*STATED TASK 1*.
Can you reproduce the whole article on Allen Frame's photographs word for word?

*TEXT SECTION*.
(begin)

By Cole Tracy
New York, NY – Those who know of Allen Frame’s work prior to this exhibition may see cinematic still images that are distilled with an uneasiness and ambiguity. As a gay man who grew up in the south, he was used to dealing with a severe duality of the conservatism touted by the south, as well as the progressive and accepting community in which he found himself a central figure within while spending several years in his hometown after college in Greenville, Mississippi. His images usually revolve around personal experience, yet always transcend into an unknowable narrative and mysterious quality that is evocative of cinema.
Or, like myself, you may recall his images embedded in your memory from being on the cover of books by cult writer Roberto Bolano. The publishers smartly paired these two artists together, and it’s easy to see why. In Bolano’s “Last Evenings on Earth,” the cover (“Mariachis,” Mexico City, 2000) is of several Mexican gun-toting musicians, on a blurry and misty night, strutting powerfully in front of a car. The stories are filled with a similar notion of place yet lack of full understanding. Bolano wrote much about being a writer and existing in Southern America, mixing fantasy and reality with ease. In these stories, Bolano combines the atmosphere of Southern American cities with his personal life of writers and adventures tinged with his slightly neurotic creativity, which brightly features homicides.

(end)

*PROVIDED DATA*.
(begin)

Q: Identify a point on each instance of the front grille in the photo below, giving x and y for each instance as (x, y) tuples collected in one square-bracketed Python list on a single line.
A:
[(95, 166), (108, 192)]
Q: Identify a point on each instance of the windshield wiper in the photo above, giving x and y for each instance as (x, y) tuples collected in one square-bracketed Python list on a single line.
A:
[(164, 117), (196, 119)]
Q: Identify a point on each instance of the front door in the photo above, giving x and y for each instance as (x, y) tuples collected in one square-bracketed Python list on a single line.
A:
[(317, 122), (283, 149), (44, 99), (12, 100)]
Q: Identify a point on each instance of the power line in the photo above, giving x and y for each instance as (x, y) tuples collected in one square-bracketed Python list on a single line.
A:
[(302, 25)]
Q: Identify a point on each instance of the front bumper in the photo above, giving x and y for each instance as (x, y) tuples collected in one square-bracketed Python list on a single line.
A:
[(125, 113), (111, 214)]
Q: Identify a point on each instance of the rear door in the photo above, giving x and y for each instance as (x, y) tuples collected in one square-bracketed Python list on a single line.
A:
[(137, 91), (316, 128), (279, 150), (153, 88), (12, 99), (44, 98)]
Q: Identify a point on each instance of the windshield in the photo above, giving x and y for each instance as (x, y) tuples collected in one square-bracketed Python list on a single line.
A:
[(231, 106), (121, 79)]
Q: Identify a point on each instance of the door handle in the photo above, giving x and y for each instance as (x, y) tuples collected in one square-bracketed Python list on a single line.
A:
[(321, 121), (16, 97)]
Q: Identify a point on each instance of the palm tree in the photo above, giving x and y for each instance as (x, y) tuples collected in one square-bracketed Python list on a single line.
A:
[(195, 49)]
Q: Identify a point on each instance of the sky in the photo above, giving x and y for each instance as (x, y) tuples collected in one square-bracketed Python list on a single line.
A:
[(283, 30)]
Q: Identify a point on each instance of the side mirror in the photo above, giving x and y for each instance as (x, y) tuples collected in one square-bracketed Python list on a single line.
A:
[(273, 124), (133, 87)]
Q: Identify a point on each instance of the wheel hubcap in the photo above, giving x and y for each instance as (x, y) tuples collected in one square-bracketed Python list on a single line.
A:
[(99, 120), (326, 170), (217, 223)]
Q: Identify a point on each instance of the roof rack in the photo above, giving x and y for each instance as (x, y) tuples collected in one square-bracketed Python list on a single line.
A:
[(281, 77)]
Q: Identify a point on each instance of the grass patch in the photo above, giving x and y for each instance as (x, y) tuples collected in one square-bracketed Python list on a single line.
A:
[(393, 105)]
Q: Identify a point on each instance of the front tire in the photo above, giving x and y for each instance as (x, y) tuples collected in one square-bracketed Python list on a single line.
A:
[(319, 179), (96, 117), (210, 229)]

(end)

*STATED TASK 2*.
Could you write out, word for word, the portion of the listing that begins with the line containing "Q: Identify a point on each instance of the palm" and continues through the end of the listing?

*EXPECTED ANSWER 1*.
By Cole Tracy
New York, NY – Those who know of Allen Frame’s work prior to this exhibition may see cinematic still images that are distilled with an uneasiness and ambiguity. As a gay man who grew up in the south, he was used to dealing with a severe duality of the conservatism touted by the south, as well as the progressive and accepting community in which he found himself a central figure within while spending several years in his hometown after college in Greenville, Mississippi. His images usually revolve around personal experience, yet always transcend into an unknowable narrative and mysterious quality that is evocative of cinema.
Or, like myself, you may recall his images embedded in your memory from being on the cover of books by cult writer Roberto Bolano. The publishers smartly paired these two artists together, and it’s easy to see why. In Bolano’s “Last Evenings on Earth,” the cover (“Mariachis,” Mexico City, 2000) is of several Mexican gun-toting musicians, on a blurry and misty night, strutting powerfully in front of a car. The stories are filled with a similar notion of place yet lack of full understanding. Bolano wrote much about being a writer and existing in Southern America, mixing fantasy and reality with ease. In these stories, Bolano combines the atmosphere of Southern American cities with his personal life of writers and adventures tinged with his slightly neurotic creativity, which brightly features homicides.

*EXPECTED ANSWER 2*.
Q: Identify a point on each instance of the palm tree in the photo above, giving x and y for each instance as (x, y) tuples collected in one square-bracketed Python list on a single line.
A:
[(195, 49)]
Q: Identify a point on each instance of the sky in the photo above, giving x and y for each instance as (x, y) tuples collected in one square-bracketed Python list on a single line.
A:
[(283, 30)]
Q: Identify a point on each instance of the side mirror in the photo above, giving x and y for each instance as (x, y) tuples collected in one square-bracketed Python list on a single line.
A:
[(273, 124), (133, 87)]
Q: Identify a point on each instance of the wheel hubcap in the photo above, giving x and y for each instance as (x, y) tuples collected in one square-bracketed Python list on a single line.
A:
[(99, 120), (326, 170), (217, 223)]
Q: Identify a point on each instance of the roof rack in the photo above, giving x and y for each instance as (x, y) tuples collected in one square-bracketed Python list on a single line.
A:
[(281, 77)]
Q: Identify a point on each instance of the grass patch in the photo above, giving x and y for each instance as (x, y) tuples collected in one square-bracketed Python list on a single line.
A:
[(393, 105)]
Q: Identify a point on each instance of the front tire in the photo above, giving x and y for each instance as (x, y) tuples collected in one square-bracketed Python list on a single line.
A:
[(319, 179), (96, 117), (210, 229)]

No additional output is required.